===== Information supplied

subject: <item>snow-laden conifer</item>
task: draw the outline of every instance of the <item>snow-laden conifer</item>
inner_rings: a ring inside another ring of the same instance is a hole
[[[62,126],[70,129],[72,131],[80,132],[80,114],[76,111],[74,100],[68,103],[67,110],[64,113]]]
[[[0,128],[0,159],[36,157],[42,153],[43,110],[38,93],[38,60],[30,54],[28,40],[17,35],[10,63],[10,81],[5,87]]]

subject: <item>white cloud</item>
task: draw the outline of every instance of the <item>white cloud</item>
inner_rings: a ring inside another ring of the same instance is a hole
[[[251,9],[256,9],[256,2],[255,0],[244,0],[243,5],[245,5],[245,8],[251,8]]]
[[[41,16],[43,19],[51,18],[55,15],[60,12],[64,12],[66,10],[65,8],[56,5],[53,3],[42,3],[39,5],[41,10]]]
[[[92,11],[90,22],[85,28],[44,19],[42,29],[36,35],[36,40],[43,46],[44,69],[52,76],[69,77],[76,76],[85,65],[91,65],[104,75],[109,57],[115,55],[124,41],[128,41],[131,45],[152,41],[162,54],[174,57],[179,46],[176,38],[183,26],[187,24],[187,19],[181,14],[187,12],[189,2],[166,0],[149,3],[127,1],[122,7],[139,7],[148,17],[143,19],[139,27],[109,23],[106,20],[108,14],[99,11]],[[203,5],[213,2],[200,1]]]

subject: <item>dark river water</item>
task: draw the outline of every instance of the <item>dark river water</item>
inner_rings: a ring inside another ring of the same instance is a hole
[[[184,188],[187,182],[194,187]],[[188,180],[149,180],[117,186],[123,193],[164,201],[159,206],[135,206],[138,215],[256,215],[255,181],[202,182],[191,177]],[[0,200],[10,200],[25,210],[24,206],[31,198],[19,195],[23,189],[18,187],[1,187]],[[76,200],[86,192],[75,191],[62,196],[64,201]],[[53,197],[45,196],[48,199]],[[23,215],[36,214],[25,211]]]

==========

Rewrite every line of the listing above, from the line containing "subject: <item>dark river water</item>" through the end, both included. Shift every outline coordinate in the answers by -91.

subject: <item>dark river water</item>
task: draw the outline of every instance of the <item>dark river water</item>
inner_rings: a ring inside another ring of the same instance is a hole
[[[93,97],[96,91],[103,96]],[[97,89],[58,89],[26,95],[32,102],[73,110],[68,115],[44,115],[47,124],[165,124],[164,90],[111,91],[100,86]],[[-91,109],[-81,109],[-66,119],[-67,115],[-60,107],[-72,104],[-68,98],[-73,96],[-90,96]],[[-15,109],[-5,101],[-16,100],[-29,105],[-27,110]],[[-38,106],[-46,105],[-43,108]],[[-68,124],[-55,123],[-66,120]]]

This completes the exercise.